**AVAILABLE DATA**

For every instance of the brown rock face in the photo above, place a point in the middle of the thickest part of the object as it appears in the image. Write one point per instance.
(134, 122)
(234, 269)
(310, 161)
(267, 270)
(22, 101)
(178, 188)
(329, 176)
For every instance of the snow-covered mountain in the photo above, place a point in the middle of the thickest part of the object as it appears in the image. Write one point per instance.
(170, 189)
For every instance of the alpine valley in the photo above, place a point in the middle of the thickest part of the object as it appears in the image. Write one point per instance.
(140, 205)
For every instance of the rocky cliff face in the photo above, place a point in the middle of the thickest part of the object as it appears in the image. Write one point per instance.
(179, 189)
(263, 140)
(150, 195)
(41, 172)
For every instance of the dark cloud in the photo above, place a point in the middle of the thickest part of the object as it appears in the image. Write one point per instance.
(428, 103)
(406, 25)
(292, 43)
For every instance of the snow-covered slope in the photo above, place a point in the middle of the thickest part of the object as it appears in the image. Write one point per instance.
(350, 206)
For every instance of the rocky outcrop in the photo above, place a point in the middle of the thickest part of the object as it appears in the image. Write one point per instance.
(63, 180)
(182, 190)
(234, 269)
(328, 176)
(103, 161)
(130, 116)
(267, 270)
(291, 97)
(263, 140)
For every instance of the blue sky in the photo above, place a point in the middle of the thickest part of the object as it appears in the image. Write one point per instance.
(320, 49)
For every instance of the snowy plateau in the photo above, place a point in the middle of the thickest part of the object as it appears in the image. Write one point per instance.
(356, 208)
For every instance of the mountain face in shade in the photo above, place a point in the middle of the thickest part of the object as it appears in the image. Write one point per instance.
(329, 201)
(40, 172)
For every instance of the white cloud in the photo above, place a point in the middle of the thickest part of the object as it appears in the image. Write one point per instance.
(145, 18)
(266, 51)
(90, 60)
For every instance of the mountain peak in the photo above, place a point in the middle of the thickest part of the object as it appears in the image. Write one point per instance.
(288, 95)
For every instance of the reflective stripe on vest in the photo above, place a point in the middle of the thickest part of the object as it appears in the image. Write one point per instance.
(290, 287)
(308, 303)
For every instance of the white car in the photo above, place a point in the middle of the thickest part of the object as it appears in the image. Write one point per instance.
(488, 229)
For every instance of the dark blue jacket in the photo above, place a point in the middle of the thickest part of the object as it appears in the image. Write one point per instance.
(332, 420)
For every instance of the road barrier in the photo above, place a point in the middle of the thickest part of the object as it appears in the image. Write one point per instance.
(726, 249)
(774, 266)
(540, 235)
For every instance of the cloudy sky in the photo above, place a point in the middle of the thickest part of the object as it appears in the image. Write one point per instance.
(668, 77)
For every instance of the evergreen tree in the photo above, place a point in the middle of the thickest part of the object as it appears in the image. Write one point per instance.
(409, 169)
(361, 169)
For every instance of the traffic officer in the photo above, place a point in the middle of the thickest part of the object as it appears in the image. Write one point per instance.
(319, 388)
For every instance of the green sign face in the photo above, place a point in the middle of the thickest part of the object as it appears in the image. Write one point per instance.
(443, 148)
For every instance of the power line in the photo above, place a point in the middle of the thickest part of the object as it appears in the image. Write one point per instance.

**TASK TO CARRY OUT**
The entries above must be returned exactly.

**ANSWER IN FULL**
For every instance of the brown rock face in the photo above, place a point in the middle of the thickest part of the object as it appears in the image. Write one point per instance.
(134, 122)
(234, 269)
(310, 161)
(267, 270)
(22, 101)
(178, 188)
(329, 176)
For every instance of the snow-covered mountain in the photo above, place a point in the middle of the thickest part of the object as it appears in the image. Write one point per instance.
(170, 189)
For every instance of the alpine valley in the photo above, place a point in the middle of the thickest part of the object as it appears in the image. Write one point per instance.
(140, 205)
For every instance of the rocky cliff face in the photo above, place a point in the middle of the thickest part of the object as it appears in the image. Write one point per instance.
(179, 189)
(263, 140)
(150, 195)
(41, 172)
For every instance of the dark cloud in the photo above, place a point in the middle of the thickest part of the object as it appears in the image. Write one point per instance.
(428, 103)
(406, 25)
(292, 43)
For every instance of the snow-covered slope in the photo above, place a point in the middle of the thickest part of the object as it appears in the image. Write one point per instance.
(350, 206)
For every instance of the rocky outcrop in the photo above, place a point in the middle of the thickest part of the object as it appears in the image. Write one point per instance.
(63, 180)
(182, 190)
(234, 269)
(328, 176)
(103, 161)
(130, 116)
(267, 270)
(291, 97)
(263, 140)
For every instance of the blue sky in the photo above, place a point in the middle of the thickest part of the object as it appears in the image. Write one point per instance.
(320, 49)
For every instance of the snowy plateau in the photo above, place a point in the middle of the thickest part of the object as it appears in the image. Write one point per instance.
(356, 208)
For every instance of the mountain face in shade in the photo above, place a point in the middle of the thickest part of the object as it appears in the image. Write one point per instance.
(329, 201)
(40, 172)
For every instance of the white cloud in the photo above, place a point in the middle of the thickest part of the object as it appears in the image. Write one point per instance.
(145, 18)
(266, 51)
(90, 60)
For every instance of the mountain peak in the photo above, place a point in the middle of the thickest part of the object as it appears in the image. Write one point per instance.
(288, 95)
For every instance of the reflective stripe on vest in the photo above, place a point in the middle of the thickest part of the object as it appears in the image. Write one point per instance.
(290, 287)
(308, 303)
For every instance of the white car in the photo above, place a point in the middle of the thickest part of the object as it appears in the image. Write one point per instance.
(488, 229)
For every instance of the dark blue jacket in the photo above, place a point in the middle of the thickest part of the object as it appears in the image. Write one point per instance.
(332, 420)
For every instance of the road barrier in the photo above, place a point in the middle of the thickest part of the object as it appears in the image. Write one point per instance.
(726, 249)
(774, 266)
(540, 235)
For every instance of the cloudy sky in the photo above, place a point in the middle of the thickest part of the object as it appears in the image. Write one point per instance.
(668, 77)
For every instance of the evergreen tree in the photo above, place a point in the middle of the thickest part of the object as it appears in the image. Write one point per instance.
(409, 169)
(361, 169)
For every instance of the traffic officer in the photo above, place a point in the middle of the thickest part of the object as it appears in the image. Write one point per instance.
(319, 388)
For every instance of the green sign face in the photo above, place a point in the middle of the thickest part of the object as it appears in the image. Write one point per instance.
(443, 148)
For every instance of the power line in the photo above, place a point in the middle of the thickest part of the object as it appears in the image. Write one point per instance.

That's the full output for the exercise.